#### Tasks to complete
(a) Answer these questions from the excerpt on universities:
(i) With which model does it say modern universities started, and in what period?
(ii) In what year does it say Bologna coined the term "university"?
(iii) About how many schools does it say would have words with you?
(b) Rewrite the stretch of the excerpt on universities from "https://en.wikipedia.org/wiki/Humboldtian_model_of_higher_ed..." through "as religious school.", substituting "Stanford" for every "Harvard".
(c) According to the excerpt on universities, why are neither Bologna nor nalanda universities as currently defined? Answer in one to three sentences.

Start of Excerpt

So were most of the world greatest universities - harvard, yale, oxford, etc.

Modern universities as we know it ( secular, research based, etc ) started with the humboldtian model in the 1800s.

https://en.wikipedia.org/wiki/Humboldtian_model_of_higher_ed...

Neither Bologna, nor nalanda, are universities as currently defined.



So by your definition, Harvard, Yale, Princeton, Coumbia, U Penn, Brown, Dartmouth, Oxford, Paris, Liepzig, Bordeau, Glascow, Istanbul, Granada, Strassburg, Moscow, Berlin Technical, Freiberg Technical, Cambridge, practically every major Italian university, and hundreds of others aren't universities?

Just because Harvard had a religious school didn't mean it was as religious school.

Since 1088, when Bologna coined the term to describe its new institution, a university has been (1) an institution of higher education which (2) offers multiple official, publicly recognized diplomas in secular subjects among others. You can redefine it as you like but I think about 250 schools would have words with you.


> So by your definition, Harvard, Yale, Princeton, Coumbia, U Penn, Brown, Dartmouth, Oxford, Paris, Liepzig, Bordeau, Glascow, Istanbul, Granada, Strassburg, Moscow, Berlin Technical, Freiberg Technical, Cambridge, practically every major Italian university, and hundreds of others aren't universities?

End of Excerpt
Start of Rows

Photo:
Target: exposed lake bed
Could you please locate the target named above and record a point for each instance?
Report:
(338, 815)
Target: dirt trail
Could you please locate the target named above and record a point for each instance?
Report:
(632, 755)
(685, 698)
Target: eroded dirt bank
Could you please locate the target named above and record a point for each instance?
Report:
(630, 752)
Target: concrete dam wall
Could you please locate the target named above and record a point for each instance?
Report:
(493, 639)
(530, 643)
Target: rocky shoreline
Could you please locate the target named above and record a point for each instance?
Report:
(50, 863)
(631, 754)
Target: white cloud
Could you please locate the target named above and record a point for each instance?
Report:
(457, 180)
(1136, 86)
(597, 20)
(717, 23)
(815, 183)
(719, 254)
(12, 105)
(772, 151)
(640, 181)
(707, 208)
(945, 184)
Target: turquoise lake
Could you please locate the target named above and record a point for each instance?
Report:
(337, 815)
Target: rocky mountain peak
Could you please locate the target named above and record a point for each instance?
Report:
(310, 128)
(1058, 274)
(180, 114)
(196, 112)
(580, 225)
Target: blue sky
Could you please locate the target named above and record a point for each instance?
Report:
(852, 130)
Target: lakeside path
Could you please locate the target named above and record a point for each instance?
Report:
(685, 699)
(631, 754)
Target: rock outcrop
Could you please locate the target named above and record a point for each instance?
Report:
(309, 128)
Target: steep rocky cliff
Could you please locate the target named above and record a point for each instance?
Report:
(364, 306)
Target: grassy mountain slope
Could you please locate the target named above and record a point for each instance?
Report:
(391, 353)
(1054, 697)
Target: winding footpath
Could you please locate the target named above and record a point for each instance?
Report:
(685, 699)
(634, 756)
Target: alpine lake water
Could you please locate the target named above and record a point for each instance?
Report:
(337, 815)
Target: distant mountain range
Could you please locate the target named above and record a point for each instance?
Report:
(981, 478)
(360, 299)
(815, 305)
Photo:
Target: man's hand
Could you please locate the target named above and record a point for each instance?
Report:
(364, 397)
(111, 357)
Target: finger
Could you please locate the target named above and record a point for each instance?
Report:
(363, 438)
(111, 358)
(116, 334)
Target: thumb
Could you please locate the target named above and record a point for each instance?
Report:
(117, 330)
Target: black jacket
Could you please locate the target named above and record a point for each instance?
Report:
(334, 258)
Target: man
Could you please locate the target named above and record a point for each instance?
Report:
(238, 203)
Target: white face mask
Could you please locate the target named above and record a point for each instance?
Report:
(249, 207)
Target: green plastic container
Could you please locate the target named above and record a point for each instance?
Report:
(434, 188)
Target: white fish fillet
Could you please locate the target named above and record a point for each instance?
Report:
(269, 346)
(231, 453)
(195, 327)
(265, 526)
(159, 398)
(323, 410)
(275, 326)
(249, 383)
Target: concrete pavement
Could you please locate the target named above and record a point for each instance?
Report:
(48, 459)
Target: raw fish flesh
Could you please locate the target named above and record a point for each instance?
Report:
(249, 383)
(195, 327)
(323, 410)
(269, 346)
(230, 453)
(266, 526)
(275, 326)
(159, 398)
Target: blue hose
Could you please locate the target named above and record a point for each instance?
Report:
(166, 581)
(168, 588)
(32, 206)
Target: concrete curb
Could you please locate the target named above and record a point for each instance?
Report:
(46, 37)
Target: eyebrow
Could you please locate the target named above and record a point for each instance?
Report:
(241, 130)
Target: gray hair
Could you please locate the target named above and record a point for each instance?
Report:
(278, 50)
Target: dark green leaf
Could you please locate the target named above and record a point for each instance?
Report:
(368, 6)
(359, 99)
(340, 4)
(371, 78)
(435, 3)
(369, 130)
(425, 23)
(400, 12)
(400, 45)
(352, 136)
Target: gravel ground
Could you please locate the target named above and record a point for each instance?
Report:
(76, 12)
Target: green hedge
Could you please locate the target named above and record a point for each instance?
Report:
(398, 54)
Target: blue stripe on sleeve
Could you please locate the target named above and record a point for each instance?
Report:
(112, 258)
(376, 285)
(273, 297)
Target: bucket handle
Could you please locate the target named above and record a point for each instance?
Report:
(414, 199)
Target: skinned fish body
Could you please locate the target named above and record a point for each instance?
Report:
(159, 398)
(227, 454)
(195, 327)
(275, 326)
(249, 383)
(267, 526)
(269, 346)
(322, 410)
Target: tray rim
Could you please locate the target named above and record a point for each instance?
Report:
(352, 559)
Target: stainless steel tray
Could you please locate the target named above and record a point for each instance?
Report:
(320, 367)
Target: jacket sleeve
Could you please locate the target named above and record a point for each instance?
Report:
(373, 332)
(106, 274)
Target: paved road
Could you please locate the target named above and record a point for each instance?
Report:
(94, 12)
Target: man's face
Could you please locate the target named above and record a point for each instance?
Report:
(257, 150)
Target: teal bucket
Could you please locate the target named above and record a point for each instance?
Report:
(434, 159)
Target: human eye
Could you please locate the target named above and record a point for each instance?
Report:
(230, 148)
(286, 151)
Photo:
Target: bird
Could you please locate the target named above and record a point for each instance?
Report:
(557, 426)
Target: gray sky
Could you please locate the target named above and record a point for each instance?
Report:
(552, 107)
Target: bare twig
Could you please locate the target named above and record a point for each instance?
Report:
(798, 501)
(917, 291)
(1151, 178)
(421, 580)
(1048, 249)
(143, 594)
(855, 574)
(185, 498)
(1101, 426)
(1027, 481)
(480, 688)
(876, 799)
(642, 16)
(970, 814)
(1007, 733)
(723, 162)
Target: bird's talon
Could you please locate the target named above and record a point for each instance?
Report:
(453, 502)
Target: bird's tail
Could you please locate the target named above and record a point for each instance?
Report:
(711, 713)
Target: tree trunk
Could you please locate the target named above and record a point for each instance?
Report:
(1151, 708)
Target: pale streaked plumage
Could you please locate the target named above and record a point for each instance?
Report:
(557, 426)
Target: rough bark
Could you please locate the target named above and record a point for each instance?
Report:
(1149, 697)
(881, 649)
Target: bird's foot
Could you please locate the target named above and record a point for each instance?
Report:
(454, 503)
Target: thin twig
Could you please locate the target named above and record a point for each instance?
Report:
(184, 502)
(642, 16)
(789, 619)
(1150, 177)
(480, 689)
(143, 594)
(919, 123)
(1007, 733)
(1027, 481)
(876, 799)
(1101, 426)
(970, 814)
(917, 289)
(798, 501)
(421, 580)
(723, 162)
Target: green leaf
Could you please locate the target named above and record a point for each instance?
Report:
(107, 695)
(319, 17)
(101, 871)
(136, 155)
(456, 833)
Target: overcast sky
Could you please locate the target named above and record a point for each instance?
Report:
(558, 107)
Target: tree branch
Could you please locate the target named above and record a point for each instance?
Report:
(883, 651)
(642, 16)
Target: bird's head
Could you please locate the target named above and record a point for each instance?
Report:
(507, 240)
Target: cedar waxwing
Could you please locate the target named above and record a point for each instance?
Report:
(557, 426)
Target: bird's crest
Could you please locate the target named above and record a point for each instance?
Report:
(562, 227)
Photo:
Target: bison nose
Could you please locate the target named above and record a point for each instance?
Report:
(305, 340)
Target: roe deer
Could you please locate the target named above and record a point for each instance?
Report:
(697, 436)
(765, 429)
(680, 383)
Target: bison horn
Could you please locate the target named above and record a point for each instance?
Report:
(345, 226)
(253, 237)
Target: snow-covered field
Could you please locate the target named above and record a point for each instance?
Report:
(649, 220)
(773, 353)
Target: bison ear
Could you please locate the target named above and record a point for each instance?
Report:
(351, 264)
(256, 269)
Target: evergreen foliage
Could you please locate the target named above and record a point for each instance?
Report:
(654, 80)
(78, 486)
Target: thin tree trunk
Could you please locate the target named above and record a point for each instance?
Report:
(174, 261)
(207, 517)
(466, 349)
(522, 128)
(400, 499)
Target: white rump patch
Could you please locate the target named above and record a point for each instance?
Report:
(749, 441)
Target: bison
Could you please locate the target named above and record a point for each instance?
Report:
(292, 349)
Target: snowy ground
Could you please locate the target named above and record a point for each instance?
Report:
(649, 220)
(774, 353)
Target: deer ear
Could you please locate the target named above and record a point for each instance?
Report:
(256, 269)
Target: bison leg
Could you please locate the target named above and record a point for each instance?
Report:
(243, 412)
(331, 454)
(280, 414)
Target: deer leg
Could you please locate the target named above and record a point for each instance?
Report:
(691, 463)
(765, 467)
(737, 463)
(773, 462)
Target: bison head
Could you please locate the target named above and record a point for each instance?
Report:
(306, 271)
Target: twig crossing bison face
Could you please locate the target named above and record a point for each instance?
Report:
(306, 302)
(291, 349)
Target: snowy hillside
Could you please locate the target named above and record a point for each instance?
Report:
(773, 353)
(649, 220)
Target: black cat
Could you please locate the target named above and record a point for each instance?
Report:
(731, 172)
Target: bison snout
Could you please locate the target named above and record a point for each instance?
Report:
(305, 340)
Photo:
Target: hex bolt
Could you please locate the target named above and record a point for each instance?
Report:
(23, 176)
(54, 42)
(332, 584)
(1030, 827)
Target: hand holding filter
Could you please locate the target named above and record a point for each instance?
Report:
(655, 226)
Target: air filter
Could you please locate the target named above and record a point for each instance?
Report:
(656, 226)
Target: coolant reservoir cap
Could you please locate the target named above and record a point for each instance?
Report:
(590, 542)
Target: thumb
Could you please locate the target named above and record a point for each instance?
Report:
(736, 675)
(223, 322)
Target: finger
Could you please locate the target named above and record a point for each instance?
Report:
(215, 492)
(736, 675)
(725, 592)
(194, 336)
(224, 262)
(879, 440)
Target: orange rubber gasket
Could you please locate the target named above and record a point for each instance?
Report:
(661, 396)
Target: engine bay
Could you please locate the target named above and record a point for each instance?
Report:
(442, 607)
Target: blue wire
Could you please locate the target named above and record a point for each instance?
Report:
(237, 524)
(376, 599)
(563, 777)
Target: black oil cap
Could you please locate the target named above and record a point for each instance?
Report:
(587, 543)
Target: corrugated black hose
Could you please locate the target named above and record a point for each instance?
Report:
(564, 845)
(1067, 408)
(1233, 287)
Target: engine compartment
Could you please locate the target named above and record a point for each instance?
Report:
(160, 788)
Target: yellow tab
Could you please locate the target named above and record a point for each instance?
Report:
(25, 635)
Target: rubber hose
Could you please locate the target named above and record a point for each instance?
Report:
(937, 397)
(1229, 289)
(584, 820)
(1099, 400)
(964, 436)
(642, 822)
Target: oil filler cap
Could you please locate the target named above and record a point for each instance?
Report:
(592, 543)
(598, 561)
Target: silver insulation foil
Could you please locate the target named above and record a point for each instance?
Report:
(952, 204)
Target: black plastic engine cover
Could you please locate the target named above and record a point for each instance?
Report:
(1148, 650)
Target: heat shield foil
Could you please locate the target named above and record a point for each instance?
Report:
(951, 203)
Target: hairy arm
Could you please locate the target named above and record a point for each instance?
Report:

End of Rows

#### Response list
(a)
(i) The humboldtian model, in the 1800s.
(ii) 1088.
(iii) About 250.

(b)
https://en.wikipedia.org/wiki/Humboldtian_model_of_higher_ed...

Neither Bologna, nor nalanda, are universities as currently defined.



So by your definition, Stanford, Yale, Princeton, Coumbia, U Penn, Brown, Dartmouth, Oxford, Paris, Liepzig, Bordeau, Glascow, Istanbul, Granada, Strassburg, Moscow, Berlin Technical, Freiberg Technical, Cambridge, practically every major Italian university, and hundreds of others aren't universities?

Just because Stanford had a religious school didn't mean it was as religious school.

(c) Modern universities, which are secular and research based, started with the humboldtian model in the 1800s.